#### RECORD SET

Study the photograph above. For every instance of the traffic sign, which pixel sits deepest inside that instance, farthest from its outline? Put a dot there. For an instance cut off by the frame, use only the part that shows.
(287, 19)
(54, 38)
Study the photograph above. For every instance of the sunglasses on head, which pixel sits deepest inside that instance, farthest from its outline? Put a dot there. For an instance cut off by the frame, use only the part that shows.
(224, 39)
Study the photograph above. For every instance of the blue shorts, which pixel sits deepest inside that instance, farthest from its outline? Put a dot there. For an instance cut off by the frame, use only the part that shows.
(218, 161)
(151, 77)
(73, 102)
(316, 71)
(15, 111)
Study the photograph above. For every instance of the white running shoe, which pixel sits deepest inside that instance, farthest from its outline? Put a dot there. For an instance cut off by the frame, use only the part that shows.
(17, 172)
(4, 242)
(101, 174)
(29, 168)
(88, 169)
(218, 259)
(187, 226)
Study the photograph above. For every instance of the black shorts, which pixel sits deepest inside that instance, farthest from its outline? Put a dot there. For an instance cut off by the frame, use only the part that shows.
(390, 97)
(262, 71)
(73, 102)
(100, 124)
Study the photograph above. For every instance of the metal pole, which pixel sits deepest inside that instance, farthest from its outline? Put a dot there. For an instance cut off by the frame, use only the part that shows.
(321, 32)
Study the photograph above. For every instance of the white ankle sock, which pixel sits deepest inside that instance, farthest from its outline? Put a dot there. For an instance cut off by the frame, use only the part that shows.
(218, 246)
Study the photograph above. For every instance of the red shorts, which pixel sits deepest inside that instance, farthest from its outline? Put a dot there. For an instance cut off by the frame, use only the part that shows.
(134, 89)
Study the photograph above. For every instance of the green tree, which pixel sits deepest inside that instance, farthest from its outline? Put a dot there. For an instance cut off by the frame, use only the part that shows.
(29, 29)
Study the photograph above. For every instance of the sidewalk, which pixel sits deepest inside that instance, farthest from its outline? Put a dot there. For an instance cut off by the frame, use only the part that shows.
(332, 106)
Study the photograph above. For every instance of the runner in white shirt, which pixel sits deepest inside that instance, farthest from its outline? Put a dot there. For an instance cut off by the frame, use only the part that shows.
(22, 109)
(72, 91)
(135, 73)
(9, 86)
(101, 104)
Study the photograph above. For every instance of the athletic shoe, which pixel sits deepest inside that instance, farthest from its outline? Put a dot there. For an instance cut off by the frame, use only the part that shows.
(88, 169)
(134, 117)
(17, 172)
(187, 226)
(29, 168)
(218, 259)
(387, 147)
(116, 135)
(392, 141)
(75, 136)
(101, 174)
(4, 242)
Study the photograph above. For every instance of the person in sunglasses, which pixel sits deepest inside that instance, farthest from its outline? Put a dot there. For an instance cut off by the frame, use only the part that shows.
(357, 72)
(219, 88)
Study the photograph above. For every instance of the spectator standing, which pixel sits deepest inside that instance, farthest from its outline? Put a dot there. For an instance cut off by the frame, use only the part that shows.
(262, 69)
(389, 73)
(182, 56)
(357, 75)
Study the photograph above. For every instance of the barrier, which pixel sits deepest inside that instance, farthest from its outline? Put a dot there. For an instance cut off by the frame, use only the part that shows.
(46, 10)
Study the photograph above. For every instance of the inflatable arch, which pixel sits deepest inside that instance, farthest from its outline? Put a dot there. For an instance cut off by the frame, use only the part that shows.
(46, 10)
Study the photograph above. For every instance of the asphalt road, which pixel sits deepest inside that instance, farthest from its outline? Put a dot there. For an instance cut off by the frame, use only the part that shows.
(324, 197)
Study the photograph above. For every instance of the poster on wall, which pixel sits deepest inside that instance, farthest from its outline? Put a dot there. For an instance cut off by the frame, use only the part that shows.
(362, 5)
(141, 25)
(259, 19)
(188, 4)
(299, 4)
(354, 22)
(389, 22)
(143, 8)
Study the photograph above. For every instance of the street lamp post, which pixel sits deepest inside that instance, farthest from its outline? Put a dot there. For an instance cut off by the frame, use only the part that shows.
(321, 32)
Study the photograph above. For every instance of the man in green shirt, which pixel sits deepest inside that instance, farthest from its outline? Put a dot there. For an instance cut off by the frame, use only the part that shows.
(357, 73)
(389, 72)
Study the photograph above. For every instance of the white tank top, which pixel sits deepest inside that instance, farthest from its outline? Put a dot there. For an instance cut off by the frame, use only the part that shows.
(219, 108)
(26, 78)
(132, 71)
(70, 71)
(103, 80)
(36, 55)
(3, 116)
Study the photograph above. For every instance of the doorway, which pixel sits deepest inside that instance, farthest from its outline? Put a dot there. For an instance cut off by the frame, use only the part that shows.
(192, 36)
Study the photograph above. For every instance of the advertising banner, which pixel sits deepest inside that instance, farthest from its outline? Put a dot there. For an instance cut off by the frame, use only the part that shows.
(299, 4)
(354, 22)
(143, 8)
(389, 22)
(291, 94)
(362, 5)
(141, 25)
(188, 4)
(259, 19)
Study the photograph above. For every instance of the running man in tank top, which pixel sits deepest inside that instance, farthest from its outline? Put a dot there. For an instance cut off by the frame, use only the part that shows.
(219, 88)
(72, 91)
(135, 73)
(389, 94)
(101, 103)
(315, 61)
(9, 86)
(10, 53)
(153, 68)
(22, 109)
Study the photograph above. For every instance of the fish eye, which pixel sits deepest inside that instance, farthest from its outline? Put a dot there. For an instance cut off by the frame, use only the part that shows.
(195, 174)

########

WORK TASK →
Repeat, word for word, all the lines above.

ANSWER BOX →
Study the photograph above. For every instance of the traffic sign, which pixel sits deepest inside that instance, farthest from its outline? Put a dot there. For an instance cut off by the frame, use only the part that shows.
(287, 19)
(54, 38)
Study the photograph above. For every instance of the sunglasses on head, which pixel sits deepest inside that instance, farthest from its outline? Put a dot there. For an instance cut off by the frame, use only the part that shows.
(224, 39)
Study the photograph above. For every instance of the blue shorts, which pixel sits deepest inside that instance, farthest from its outline? Put a dot there. For an instance cut off by the frame, use only the part that shows.
(218, 161)
(151, 77)
(73, 102)
(316, 71)
(15, 111)
Study the photograph above. For every instance of the white running shoe, which pixel sits deepest inside that instance, farthest from its outline? Put a dot there. For an instance cut off by the frame, use only the part that shows.
(17, 172)
(4, 242)
(101, 174)
(29, 168)
(88, 169)
(218, 259)
(187, 226)
Study the photograph above. For every instance of the black shorts, which pixel sits deepest inside that instance, farthest from its outline? Put a dot there. For an instance cut off by the frame, use only the part that shows.
(390, 97)
(262, 71)
(73, 102)
(100, 124)
Study the photograph above. For every instance of the metal pole, which pixel sits deepest inside that instance, farthest from its outline? Put a dot there. For an instance cut off by the frame, use only the part that shows.
(321, 32)
Study the photograph above. For every instance of the white ankle sock, which pixel sits deepest inside that instance, farthest from its outline? Put a dot there. For an instance cut off by the frame, use only the part that shows.
(218, 246)
Study the photograph above. For every instance of the red shorts, which pixel sits deepest inside that instance, farthest from its outline? Put a dot there. For an instance cut off by the frame, use only the part that shows.
(134, 89)
Study the photograph above. For every instance of the green tree, which pixel sits deepest inside that instance, farthest from its outline? Put a dot there. For an instance cut off by the frame, use only the part that shows.
(29, 29)
Study the photograph above. For every instance of the sidewalk, which pixel sits deepest inside that instance, farthest from its outline? Put a dot there. For an instance cut off by the frame, use only the part that shows.
(332, 106)
Study the photograph above. For every instance of the runner in white shirt, which pixel sits deepest inside that instance, farthest from its outline? Put a dot there. For an instance cut off by the frame, use only the part that shows.
(22, 109)
(72, 91)
(135, 73)
(9, 86)
(101, 104)
Study the photograph above. For every instance of the athletic shoe, which pixel sits deepest inside that instance, farthest from its outline? Put a dot there. For an instance cut off by the frame, use only the part that shows.
(88, 169)
(134, 117)
(17, 172)
(187, 226)
(29, 168)
(218, 259)
(387, 147)
(116, 135)
(392, 141)
(75, 136)
(101, 174)
(4, 242)
Study the photograph above. For every instance of the person in sunglasses, which pixel sits deepest inside that instance, farthest from its outline? Put a dot there. For an instance cut off by the frame, use only the part that shows.
(357, 72)
(219, 88)
Study the photograph above. For every instance of the spectator standing, which pixel sits deepest inside that instance, farthest from its outline? Put a dot there. For an instance cut off by the frame, use only the part that shows.
(262, 69)
(389, 73)
(182, 56)
(357, 75)
Study the photograph above. For every instance of the barrier, which pixel sits deepest inside that instance, farthest from its outline? Put a dot there. For an instance cut off by the frame, use only the part that shows.
(46, 10)
Study the photograph above. For every instance of the inflatable arch, which pixel sits deepest inside that instance, farthest from its outline? Put a dot there. For an instance cut off by the frame, use only the part that shows.
(46, 10)
Study the photograph above. For every instance of the asphalt road, which pixel sits deepest inside that instance, farthest from its outline? Put a dot there. For an instance cut off by the frame, use only the part that shows.
(324, 197)
Study the photograph above. For every instance of the poster on wall, which pixel sits deepest inside that instance, farthest from its outline? Put a dot there. For an instance cut off by the frame, use only the part that shows.
(362, 5)
(141, 25)
(259, 19)
(188, 4)
(299, 4)
(354, 22)
(389, 22)
(143, 8)
Study the photograph above. For every instance of the street lamp post, which pixel sits deepest inside that instance, farthest from its outline? Put a dot there. For an instance cut off by the frame, use only the part that shows.
(321, 32)
Study the photograph above. For every instance of the man in green shirt, which pixel sits deepest inside that instance, farthest from its outline? Put a dot there. For an instance cut off by the frame, use only the part that shows.
(357, 73)
(389, 72)
Study the photograph above. For every instance of the white tank top, which pixel sits deepest inside that instance, farthest from its outline? Put a dot there. For an instance cut off by the frame, use only the part that shows.
(219, 108)
(26, 78)
(132, 71)
(70, 71)
(103, 80)
(36, 55)
(3, 116)
Study the photograph above. For every instance of the doorway, which pixel sits deepest inside that instance, farthest from its outline? Put a dot there. For an instance cut off by the frame, use only the part that shows.
(192, 36)
Study the photograph above. For every instance of the advertising banner, which pixel sits deepest inside that instance, farthest from its outline? Put a dot there. For an instance cut off by the frame, use only the part that shows.
(299, 4)
(354, 22)
(143, 8)
(389, 22)
(291, 94)
(362, 5)
(141, 25)
(188, 4)
(259, 19)
Study the photograph above. For every instance of the running man in tank top, which pixel sits deepest inside that instance, farthest from its outline? Put a dot there. For an instance cut off by the frame, use only the part that shows.
(219, 88)
(72, 91)
(135, 73)
(389, 94)
(101, 103)
(315, 61)
(9, 86)
(10, 53)
(153, 68)
(22, 109)
Study the photograph above. For every instance of the fish eye, which pixel sits deepest inside that instance, farthest from its outline? Put a dot there. For an instance cut off by the frame, use only the part that shows.
(195, 174)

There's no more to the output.